**What you need to do:** Rewrite all the lines below, requests included, scaling every coordinate in the answers by 1.85 and rounding each result to a whole number with halves rounded up. Leave every other number unchanged.

**Data for processing:**
══════════════════════════════

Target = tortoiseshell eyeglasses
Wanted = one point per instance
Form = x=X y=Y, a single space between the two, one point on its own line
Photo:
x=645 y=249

══════════════════════════════

**Solution below:**
Target = tortoiseshell eyeglasses
Wanted = one point per instance
Form = x=X y=Y, a single space between the two, one point on its own line
Photo:
x=1193 y=461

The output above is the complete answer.